What is a 'word'? A word is what a single unit of information is called. The word size varies by processor -- a 32-bit processor has, you guessed it, 32-bit words! That means each individual word is 32 bits long. The processor I built in my project *above* was an 8-bit processor -- 8-bit word size. In my processor, 4 of the 8 bits were dedicated to a certain command (an instruction or operator as discussed above) and the last 4 bits were the arguments of that particular command (for example, registers or bits you want to set the accumulator to). Word size also determines the amount of available memory a computer can access. Since everything needs an "address," if you've got a 32-bit processor and 32-bit word size, that means you can only generate/access 2^32 different address spaces (or around 4GB of memory ---> ahhhhhhhh, I see!). Hence the recent transition to 64-bit systems (4GB cap on memory [incl RAM] just isn't a lot anymore --> 2^64 [64-bit word size] gives us a 17 billion GB cap on memory).

Since in my processor we had an 8-bit word size, we could only use 4 bits for the operator, and therefore we could only have 2^4, or 16 commands. The commands were as follows:
HALT (stops the entire program)
LOAD (loads a value from Main Memory)
STOR (stores a value to a location in Main Memory)
AND ("and"s the bits of two numbers bit-wise)
OR ("or"s the bits of two numbers bit-wise)
NOT ("not"s the bits of one number bit-wise)
ADD (add two numbers)
SUB (subtract two numbers)
SEQ (displays a "1" if two numbers are equal)

* **Rows**:
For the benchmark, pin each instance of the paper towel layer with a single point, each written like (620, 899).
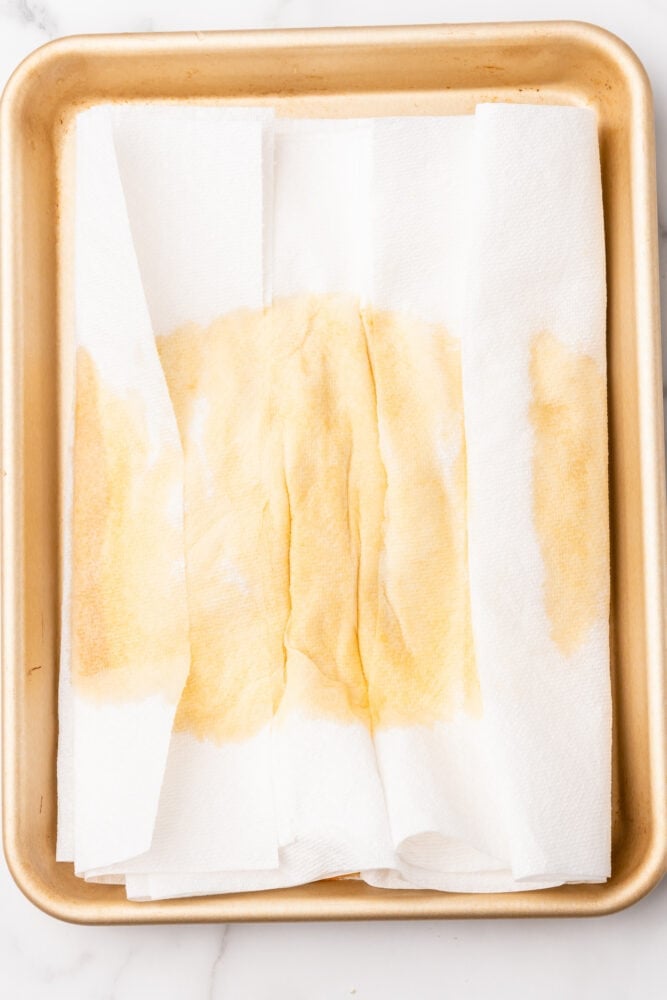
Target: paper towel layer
(537, 271)
(127, 490)
(403, 432)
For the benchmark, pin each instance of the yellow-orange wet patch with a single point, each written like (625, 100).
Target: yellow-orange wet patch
(325, 520)
(568, 415)
(129, 606)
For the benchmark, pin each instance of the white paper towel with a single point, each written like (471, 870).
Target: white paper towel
(466, 257)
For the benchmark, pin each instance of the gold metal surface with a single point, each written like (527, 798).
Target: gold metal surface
(334, 72)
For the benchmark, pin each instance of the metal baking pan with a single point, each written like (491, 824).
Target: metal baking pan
(336, 72)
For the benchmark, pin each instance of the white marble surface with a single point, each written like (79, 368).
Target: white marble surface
(612, 957)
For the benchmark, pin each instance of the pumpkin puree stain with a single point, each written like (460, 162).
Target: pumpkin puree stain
(570, 498)
(129, 606)
(325, 518)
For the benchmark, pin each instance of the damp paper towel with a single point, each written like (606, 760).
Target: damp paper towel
(335, 590)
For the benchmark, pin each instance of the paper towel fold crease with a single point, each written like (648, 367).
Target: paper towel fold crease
(336, 598)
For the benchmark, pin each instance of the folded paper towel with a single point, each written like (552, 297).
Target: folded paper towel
(336, 561)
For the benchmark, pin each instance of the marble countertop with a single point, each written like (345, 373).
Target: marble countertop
(612, 957)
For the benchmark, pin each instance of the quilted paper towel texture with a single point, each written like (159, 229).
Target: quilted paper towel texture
(358, 366)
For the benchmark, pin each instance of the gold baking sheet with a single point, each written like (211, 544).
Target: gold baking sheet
(335, 72)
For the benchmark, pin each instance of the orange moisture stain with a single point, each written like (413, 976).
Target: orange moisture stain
(570, 494)
(323, 468)
(420, 655)
(236, 523)
(129, 606)
(325, 518)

* **Problems**:
1. In the passage on processor word size, how many commands could the 8-bit processor have?
2. Transcribe the passage on processor word size starting at "LOAD (loads a" and ending at "one number bit-wise)".
The items have nothing to do with this.

* **Responses per task**:
1. It could have 16 commands (2^4).

2.
LOAD (loads a value from Main Memory)
STOR (stores a value to a location in Main Memory)
AND ("and"s the bits of two numbers bit-wise)
OR ("or"s the bits of two numbers bit-wise)
NOT ("not"s the bits of one number bit-wise)